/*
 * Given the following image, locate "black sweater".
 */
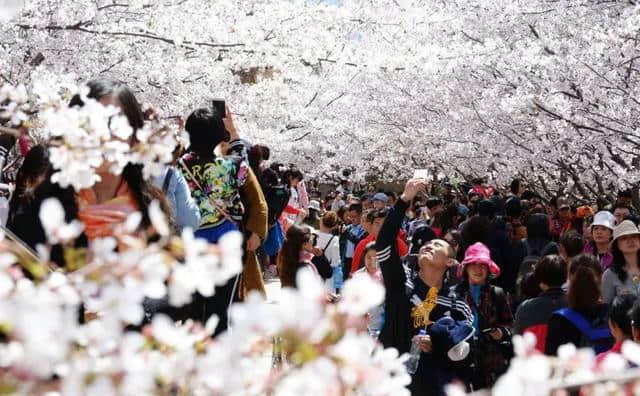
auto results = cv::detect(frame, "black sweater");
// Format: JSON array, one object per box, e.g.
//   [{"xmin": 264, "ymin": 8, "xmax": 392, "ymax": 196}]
[{"xmin": 376, "ymin": 199, "xmax": 473, "ymax": 396}]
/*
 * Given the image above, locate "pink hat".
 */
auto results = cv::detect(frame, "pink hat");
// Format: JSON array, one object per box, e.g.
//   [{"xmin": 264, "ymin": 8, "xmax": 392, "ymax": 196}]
[{"xmin": 457, "ymin": 242, "xmax": 500, "ymax": 278}]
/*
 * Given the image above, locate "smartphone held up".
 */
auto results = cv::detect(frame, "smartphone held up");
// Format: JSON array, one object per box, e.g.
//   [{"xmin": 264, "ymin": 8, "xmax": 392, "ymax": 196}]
[
  {"xmin": 212, "ymin": 99, "xmax": 226, "ymax": 117},
  {"xmin": 413, "ymin": 169, "xmax": 430, "ymax": 180}
]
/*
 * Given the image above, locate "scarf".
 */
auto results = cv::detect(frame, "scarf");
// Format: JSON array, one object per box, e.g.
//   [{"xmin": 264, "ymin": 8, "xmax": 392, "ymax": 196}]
[
  {"xmin": 471, "ymin": 284, "xmax": 482, "ymax": 332},
  {"xmin": 76, "ymin": 182, "xmax": 139, "ymax": 240}
]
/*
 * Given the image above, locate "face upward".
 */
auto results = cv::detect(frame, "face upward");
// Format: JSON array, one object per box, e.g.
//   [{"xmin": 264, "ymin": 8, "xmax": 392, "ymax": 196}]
[{"xmin": 418, "ymin": 239, "xmax": 452, "ymax": 271}]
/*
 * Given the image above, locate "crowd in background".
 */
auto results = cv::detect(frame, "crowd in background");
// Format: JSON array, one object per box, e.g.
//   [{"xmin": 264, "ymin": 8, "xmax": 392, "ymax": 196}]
[
  {"xmin": 3, "ymin": 78, "xmax": 640, "ymax": 395},
  {"xmin": 286, "ymin": 175, "xmax": 640, "ymax": 394}
]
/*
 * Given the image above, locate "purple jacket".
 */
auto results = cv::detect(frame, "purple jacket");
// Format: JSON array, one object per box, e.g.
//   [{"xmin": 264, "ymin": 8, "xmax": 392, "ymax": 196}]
[{"xmin": 584, "ymin": 241, "xmax": 613, "ymax": 270}]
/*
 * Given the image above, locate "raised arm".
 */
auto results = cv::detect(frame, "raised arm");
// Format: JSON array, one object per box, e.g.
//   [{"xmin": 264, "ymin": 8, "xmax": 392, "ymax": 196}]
[{"xmin": 376, "ymin": 179, "xmax": 427, "ymax": 293}]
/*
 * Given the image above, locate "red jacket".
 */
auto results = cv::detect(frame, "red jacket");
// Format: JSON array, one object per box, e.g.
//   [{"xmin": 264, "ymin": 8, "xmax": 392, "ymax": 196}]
[{"xmin": 350, "ymin": 234, "xmax": 408, "ymax": 275}]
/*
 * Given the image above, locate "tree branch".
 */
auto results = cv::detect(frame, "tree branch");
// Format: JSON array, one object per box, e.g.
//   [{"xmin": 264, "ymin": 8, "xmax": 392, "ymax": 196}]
[{"xmin": 17, "ymin": 23, "xmax": 245, "ymax": 50}]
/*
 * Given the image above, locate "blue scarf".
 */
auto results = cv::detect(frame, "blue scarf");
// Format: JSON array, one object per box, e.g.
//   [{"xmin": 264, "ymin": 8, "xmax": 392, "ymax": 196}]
[{"xmin": 471, "ymin": 284, "xmax": 482, "ymax": 332}]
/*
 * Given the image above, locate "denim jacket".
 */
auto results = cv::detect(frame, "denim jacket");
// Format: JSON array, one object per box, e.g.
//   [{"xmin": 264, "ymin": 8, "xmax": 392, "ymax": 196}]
[{"xmin": 154, "ymin": 165, "xmax": 201, "ymax": 232}]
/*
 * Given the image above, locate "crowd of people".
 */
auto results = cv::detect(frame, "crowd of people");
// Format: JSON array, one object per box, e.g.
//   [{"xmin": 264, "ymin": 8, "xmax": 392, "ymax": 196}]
[
  {"xmin": 301, "ymin": 176, "xmax": 640, "ymax": 394},
  {"xmin": 3, "ymin": 77, "xmax": 640, "ymax": 395}
]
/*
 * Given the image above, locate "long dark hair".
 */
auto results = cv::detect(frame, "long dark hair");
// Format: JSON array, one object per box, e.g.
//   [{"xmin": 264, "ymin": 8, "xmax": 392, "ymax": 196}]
[
  {"xmin": 277, "ymin": 225, "xmax": 311, "ymax": 288},
  {"xmin": 283, "ymin": 167, "xmax": 303, "ymax": 188},
  {"xmin": 248, "ymin": 144, "xmax": 270, "ymax": 189},
  {"xmin": 10, "ymin": 145, "xmax": 52, "ymax": 209},
  {"xmin": 611, "ymin": 237, "xmax": 640, "ymax": 283},
  {"xmin": 568, "ymin": 254, "xmax": 603, "ymax": 311},
  {"xmin": 70, "ymin": 78, "xmax": 174, "ymax": 232},
  {"xmin": 8, "ymin": 145, "xmax": 80, "ymax": 246}
]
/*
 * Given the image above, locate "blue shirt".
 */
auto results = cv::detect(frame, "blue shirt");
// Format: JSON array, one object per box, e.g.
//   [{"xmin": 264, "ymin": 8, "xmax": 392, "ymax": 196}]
[
  {"xmin": 344, "ymin": 224, "xmax": 365, "ymax": 258},
  {"xmin": 154, "ymin": 165, "xmax": 201, "ymax": 232}
]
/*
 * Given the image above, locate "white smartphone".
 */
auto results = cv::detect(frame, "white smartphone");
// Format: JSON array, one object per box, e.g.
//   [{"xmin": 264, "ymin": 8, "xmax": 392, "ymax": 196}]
[{"xmin": 413, "ymin": 169, "xmax": 430, "ymax": 180}]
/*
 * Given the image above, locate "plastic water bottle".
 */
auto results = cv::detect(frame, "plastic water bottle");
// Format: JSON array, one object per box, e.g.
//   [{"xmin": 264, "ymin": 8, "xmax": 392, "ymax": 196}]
[
  {"xmin": 405, "ymin": 329, "xmax": 426, "ymax": 374},
  {"xmin": 333, "ymin": 265, "xmax": 343, "ymax": 292}
]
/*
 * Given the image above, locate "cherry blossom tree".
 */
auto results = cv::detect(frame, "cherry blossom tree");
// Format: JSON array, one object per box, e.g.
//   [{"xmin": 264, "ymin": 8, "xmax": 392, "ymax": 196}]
[{"xmin": 2, "ymin": 0, "xmax": 639, "ymax": 200}]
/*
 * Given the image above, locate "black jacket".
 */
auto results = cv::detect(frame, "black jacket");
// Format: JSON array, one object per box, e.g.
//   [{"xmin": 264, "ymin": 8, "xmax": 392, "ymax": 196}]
[
  {"xmin": 513, "ymin": 288, "xmax": 566, "ymax": 335},
  {"xmin": 376, "ymin": 199, "xmax": 473, "ymax": 396}
]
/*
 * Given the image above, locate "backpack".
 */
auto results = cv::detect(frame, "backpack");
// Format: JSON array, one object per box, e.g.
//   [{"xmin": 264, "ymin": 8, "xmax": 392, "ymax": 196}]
[
  {"xmin": 555, "ymin": 308, "xmax": 613, "ymax": 354},
  {"xmin": 518, "ymin": 240, "xmax": 542, "ymax": 279},
  {"xmin": 311, "ymin": 235, "xmax": 337, "ymax": 280},
  {"xmin": 265, "ymin": 184, "xmax": 290, "ymax": 225}
]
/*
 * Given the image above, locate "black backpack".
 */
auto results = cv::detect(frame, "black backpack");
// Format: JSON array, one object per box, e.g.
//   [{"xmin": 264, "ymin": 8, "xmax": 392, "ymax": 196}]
[{"xmin": 265, "ymin": 184, "xmax": 290, "ymax": 225}]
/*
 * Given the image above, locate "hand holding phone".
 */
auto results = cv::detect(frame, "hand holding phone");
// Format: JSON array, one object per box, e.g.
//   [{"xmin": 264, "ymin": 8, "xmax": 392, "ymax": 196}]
[{"xmin": 212, "ymin": 99, "xmax": 226, "ymax": 117}]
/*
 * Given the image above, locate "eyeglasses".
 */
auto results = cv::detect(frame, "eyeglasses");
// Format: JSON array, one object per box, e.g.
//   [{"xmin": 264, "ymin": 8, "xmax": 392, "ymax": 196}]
[{"xmin": 559, "ymin": 207, "xmax": 571, "ymax": 212}]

* [Work task] Only the number is wanted: how many lines of these entries contain the string "black"?

* [Solution] 6